Data to examine Start Marker
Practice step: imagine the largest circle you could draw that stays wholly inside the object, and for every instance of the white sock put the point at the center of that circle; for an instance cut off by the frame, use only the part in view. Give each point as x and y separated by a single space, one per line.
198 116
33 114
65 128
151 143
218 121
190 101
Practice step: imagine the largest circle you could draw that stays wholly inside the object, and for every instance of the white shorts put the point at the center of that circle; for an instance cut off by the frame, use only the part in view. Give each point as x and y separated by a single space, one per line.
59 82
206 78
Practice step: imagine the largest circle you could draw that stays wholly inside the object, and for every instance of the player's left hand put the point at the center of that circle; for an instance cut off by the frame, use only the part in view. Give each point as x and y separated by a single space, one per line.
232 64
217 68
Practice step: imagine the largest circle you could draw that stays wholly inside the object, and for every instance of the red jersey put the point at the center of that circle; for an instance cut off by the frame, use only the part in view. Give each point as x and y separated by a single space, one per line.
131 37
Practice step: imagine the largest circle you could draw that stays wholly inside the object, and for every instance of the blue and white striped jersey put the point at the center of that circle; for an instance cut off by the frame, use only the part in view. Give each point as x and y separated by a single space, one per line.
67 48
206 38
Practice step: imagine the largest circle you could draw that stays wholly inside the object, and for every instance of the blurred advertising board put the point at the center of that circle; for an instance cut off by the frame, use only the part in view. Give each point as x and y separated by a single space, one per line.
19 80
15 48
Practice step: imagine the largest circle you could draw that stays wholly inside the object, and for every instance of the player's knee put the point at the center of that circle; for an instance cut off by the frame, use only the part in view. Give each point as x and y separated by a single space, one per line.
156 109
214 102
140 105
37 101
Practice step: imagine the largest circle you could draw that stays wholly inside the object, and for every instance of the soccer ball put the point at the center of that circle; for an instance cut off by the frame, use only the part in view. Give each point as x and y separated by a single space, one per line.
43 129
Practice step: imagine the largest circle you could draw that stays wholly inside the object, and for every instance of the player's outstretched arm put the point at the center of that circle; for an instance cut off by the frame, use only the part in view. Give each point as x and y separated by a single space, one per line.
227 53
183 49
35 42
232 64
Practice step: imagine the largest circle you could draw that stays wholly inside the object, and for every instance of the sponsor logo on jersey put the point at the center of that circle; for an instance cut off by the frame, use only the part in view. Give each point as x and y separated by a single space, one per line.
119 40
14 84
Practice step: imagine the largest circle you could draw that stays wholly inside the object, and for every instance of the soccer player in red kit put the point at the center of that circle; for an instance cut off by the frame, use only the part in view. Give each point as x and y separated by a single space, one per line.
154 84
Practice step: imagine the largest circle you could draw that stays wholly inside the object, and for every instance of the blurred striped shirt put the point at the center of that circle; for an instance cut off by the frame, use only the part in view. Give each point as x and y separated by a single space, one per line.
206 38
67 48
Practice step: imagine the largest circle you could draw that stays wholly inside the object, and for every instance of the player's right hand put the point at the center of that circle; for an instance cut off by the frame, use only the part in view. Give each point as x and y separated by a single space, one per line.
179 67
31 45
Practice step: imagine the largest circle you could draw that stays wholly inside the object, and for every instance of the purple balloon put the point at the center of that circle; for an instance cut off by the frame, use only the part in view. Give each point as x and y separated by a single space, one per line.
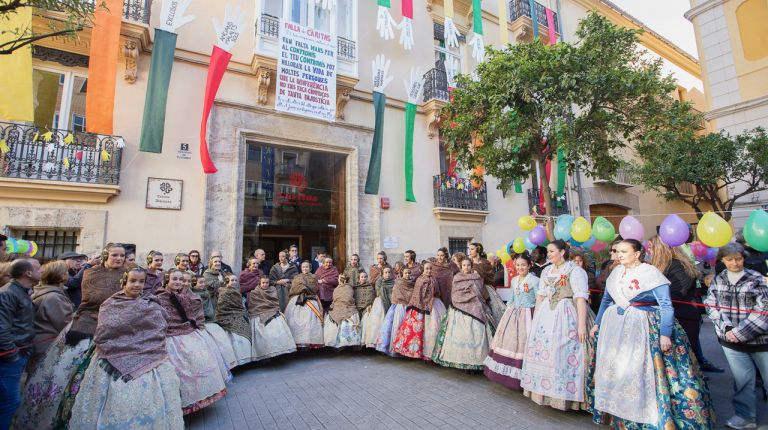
537 235
631 228
674 231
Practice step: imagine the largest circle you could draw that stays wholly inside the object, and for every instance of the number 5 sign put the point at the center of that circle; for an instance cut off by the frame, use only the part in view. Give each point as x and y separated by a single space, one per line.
164 193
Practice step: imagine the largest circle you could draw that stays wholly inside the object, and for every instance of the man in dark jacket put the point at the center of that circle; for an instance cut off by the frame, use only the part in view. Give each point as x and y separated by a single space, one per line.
17 329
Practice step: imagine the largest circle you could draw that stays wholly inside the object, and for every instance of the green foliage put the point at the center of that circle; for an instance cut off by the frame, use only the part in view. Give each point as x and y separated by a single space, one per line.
591 98
70 17
713 163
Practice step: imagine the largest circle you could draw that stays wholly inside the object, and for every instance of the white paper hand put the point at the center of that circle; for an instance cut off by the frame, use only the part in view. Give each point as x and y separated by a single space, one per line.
385 24
172 15
406 33
413 88
229 31
478 49
380 67
451 34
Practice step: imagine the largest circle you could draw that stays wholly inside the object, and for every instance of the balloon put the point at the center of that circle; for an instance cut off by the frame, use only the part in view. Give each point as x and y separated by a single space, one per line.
581 230
562 229
538 235
714 231
528 244
699 249
526 222
591 241
603 230
756 230
674 231
631 228
518 245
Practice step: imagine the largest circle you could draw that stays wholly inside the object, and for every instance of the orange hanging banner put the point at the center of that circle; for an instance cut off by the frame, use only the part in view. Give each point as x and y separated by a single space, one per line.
102 66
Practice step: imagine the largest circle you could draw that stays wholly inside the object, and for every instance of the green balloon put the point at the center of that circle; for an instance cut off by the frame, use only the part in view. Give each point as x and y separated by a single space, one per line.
756 230
603 230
Data to examine End Marker
- Problem statement
From the first line to the last, retype the data above exactly, but not its images.

- Reply
Practice step: imagine the largest circle you could draw that stays wholly inside the object, and for every instance of the white sock put the point at the center of that circle; for an instance cut off by the frame, use only the part in view. Give each point as x and y separated by a single space, one per line.
198 116
33 114
65 128
151 143
218 121
190 101
Practice step: imagine the largest circle you could draw that stays wholly inside the object, and for every instance of the white shorts put the point at the center of that circle; for an instance cut off by the frame, use only the part in view. Give each point as x and y separated by a single space, one per line.
59 82
206 78
Practice step: imagine the largest circle you could draw that stays wholly inside the object, and for every instance of the player's left hand put the point at the center of that circle; for an instance cut off by the frame, use only the part in view. Give each point as x and y separated by a single space, one per line.
232 64
217 68
Practice step: imagine the largest circle you could draw that stays wholly inside the object, and for every instance of the red jersey put the point at the center of that circle; for an instance cut off by the frame, use only the part in view. Give each point as x and y separated by a single space, one per line.
131 37
Practice step: imagine the largest circle you could draw that stays wholly inside the object, and for every instance of the blue and white striped jersey put the point at the center of that circle; for an instance cut off by the frame, use only the part in view. Give each point as x and y separated by a single space, one per line.
67 48
206 38
Practice step: imagine the largest circle you could draw that stays wholly inside the object, and for every instance of the blurred advertising board put the point at the center of that circle; for an instance cut off by the frame, use only the part in view. Give each point as x and y separated by a single space, one per line.
19 80
15 48
Practice step: imagine the largest circle you could draw that stays wholly inside the object, and for every instance of the player's knee put the point at the center of that circle; for an instance cut off by the frame, use only the part in view. Give each point as x and y separated by a single space, one per line.
156 109
214 102
140 105
37 101
Practice step: imagine the largest circle you could draw that stays wholly inside the object, and for every instance of the soccer ball put the point at the center of that circle; for an instance cut off by the frame, use only the part in view. Give each point as x and y separated by a single space, one per line.
43 129
Practice step: imagine the largest circle you could draw that stays wholly inside the object, and for every instance of the player's outstretched arm put the point at the center of that circle; for an instance cut off by the frame, use only the part in view. Give each point as x and y separated by a single space, one per line.
227 53
183 49
35 42
232 64
Practice step: imagine the largest circle you could draw that stays wholly inside the object, and for every instance of the sponsor logo on jersey put the point at the center of that circle; for an instance cut off by the frame, use only the part in view. Give each point as x and y separated by a single space, one per line.
119 40
14 84
Practice step: imagine the largest circle you could draw that stays wholly inside the object, and for every instance of the soccer player in red kit put the point at the center of that circle; for an instance cut off by the frame, use only the part in view. Give each point as x and y separated by a single space, one per line.
154 84
Practice step: imagine the largest circle you could draw that stays wholly inside the object, and for every instance of the blurred striped shirt put the point at the center of that circle; for an instance cut off by the frame, use only the part in view. Give each point as x and y separated by a single space, one per line.
206 38
67 48
Practice step: imagine the largest circle you could draw that stays wholly inside the object, and for every instance of the player's right hand put the point at the center of that circle; for an instance cut off by the frame, use only the part in view. Give each point as x and y separated by a single space, one per line.
179 67
31 45
Practice step: imagine the largest circle you could draw that stays wholly inside the object, and for every instance of the purple balloon put the point at the center of that circle; for an instance cut off by the frame, use only the part in view. Give each point as x and y separated by a single space, one per line.
537 235
631 228
674 231
Practice step: imagine the largest circle you could draw that stays wholly inside the object, and for every instance of the number 5 sign put the point at the center of that circle; for an instance cut off by the frame, use only the part in view. Give each point as x and y separated by a single space, one per line.
164 193
Practice step: imagine the largest circle you could draw that stays wholly inside the object, and for every instance of the man in dark jacket put the point at the center of that circle; for an instance cut off by the frame, use only the part in view. Give each point as x and y separated by a single space, one per line.
17 329
Practice step: imagine the largest circle you could draw that stays wholly inside the object, and for every instance of the green foliage put the point at the center of that circle; for an instance cut off by the frame, use only the part in view. Give each point as x and y separated by a single space, one per line.
591 98
70 17
713 163
Practice step: imagine the largest circle you could draw that stays wholly inside the object, and for every instance of the white paper hand put the point at the center of that circle; for an instance cut off by the frame, use only the part in view. Give each point as x and y separated by a single space, one per line.
385 24
172 15
406 33
413 88
229 31
478 49
380 67
451 34
Practice step: imagine the largest circle you could draw that stays wholly inside the object, and for every instance of the balloon put the point at the center of that circle; for an instance cut off by the frame, use only the part in view. Give each point as x and y separated by a single space, one per line.
581 230
562 229
538 235
714 231
528 244
699 249
526 222
591 241
603 230
756 230
674 231
631 228
518 245
Practice step: imagine the largest circle you could draw that stays wholly inside the object, and for every instance of the orange hanging banner put the point at the center of that circle; for an instance cut off by the frame, use only the part in view. Give each point as x and y separated by a single space, one per line.
102 66
Practice step: imagine the largest circle you could draw that stays wholly inside the object, and for every instance of the green balloon put the point at the center of that circle; for an instance cut off by the frame, use only the part in view. Give each point as x and y separated by a single space, one per line.
756 230
603 230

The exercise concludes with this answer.